* _Excerpt provided_
* START *
A dip needle vibrates in the vertical plane perpendicular to the magnetic meridian. The time period of vibration is found to be \(2 \mathrm{sec}\). The same needle is then allowed to vibrate in the horizontal plane and the time period is again found to be \(2 \mathrm{sec}\). Then the angle of dip is (a) \(0^{\circ}\) (b) \(30^{\circ}\) (c) \(45^{\circ}\) (d) \(90^{\circ}\)

Short Answer

Expert verified
The angle of dip is (c) \(45^{\circ}\).

Step by step solution

01

Formula for time period in vertical plane

In the vertical plane (perpendicular to magnetic meridian), the time period formula of vibration is given by the following relation: \(T_v = 2\pi\sqrt{\frac{I}{mH_v}}\) Where \(T_v\) is the time period in the vertical plane, \(I\) is the moment of inertia of the dip needle, \(m\) is the needle's magnetic moment, and \(H_v\) is the vertical component of the earth's magnetic field.
* END *
* _Dataset extract_
* START *
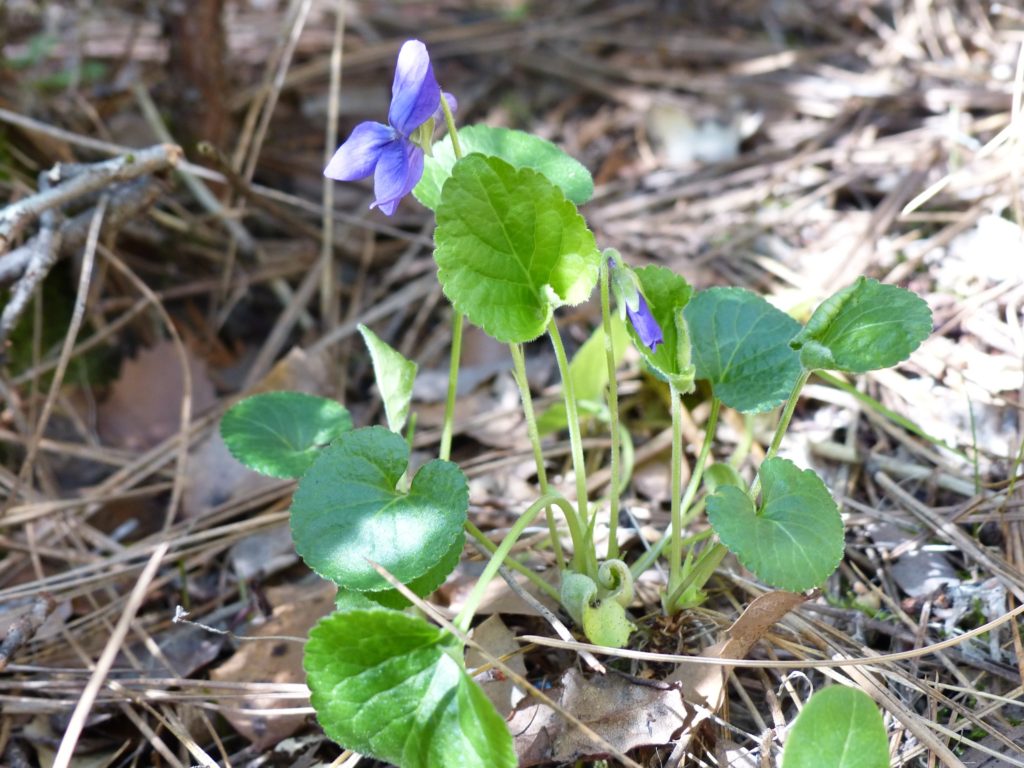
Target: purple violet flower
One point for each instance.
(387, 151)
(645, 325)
* END *
* START *
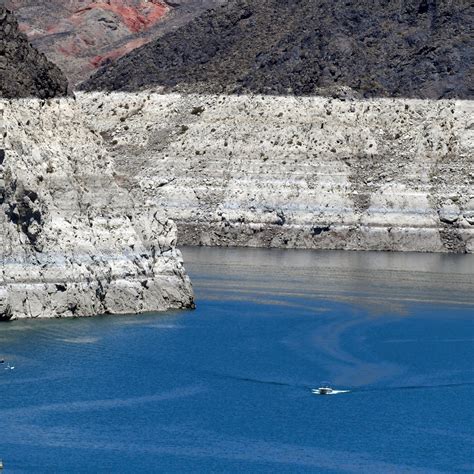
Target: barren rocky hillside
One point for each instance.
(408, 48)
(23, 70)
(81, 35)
* END *
* START *
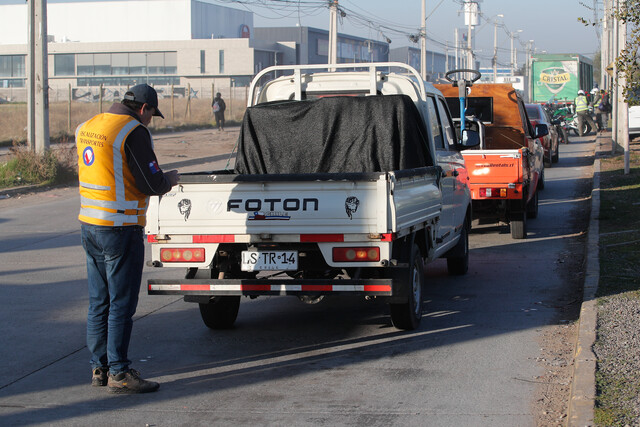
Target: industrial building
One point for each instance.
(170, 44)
* END *
* _Set task A_
In the dip needle problem, what time period is found when the needle vibrates in the horizontal plane?
* _Set task B_
Continue the dip needle solution from its last sentence.

* _Final answer A_
The time period in the horizontal plane is \(2 \mathrm{sec}\).

* _Final answer B_
02

Formula for time period in horizontal plane

In the horizontal plane, the time period formula of vibration is given by the following relation: \(T_h = 2\pi\sqrt{\frac{I}{mH_h}}\) Where \(T_h\) is the time period in the horizontal plane and \(H_h\) is the horizontal component of the earth's magnetic field.
03

Given values of time periods

We are given that the time periods in both planes are the same, i.e., \(T_v = T_h = 2\) seconds. This means that: \(2\pi\sqrt{\frac{I}{mH_v}} = 2\pi\sqrt{\frac{I}{mH_h}}\)
04

Simplifying the equation

By simplifying the equation, we get: \(\frac{1}{\sqrt{H_v}} = \frac{1}{\sqrt{H_h}}\) Squaring both sides, we obtain: \(\frac{1}{H_v} = \frac{1}{H_h}\)
05

Using the angle of dip in magnetic field components

The angle of dip (\(\delta\)) is related to the magnetic field components as follows: \(H_v = H\sin\delta\) \(H_h = H\cos\delta\) Where H is the total magnetic field at that point.
06

Substituting values into the equation

By substituting the expressions for \(H_v\) and \(H_h\) in terms of the angle of dip, we get: \(\frac{1}{H\sin\delta} = \frac{1}{H\cos\delta}\)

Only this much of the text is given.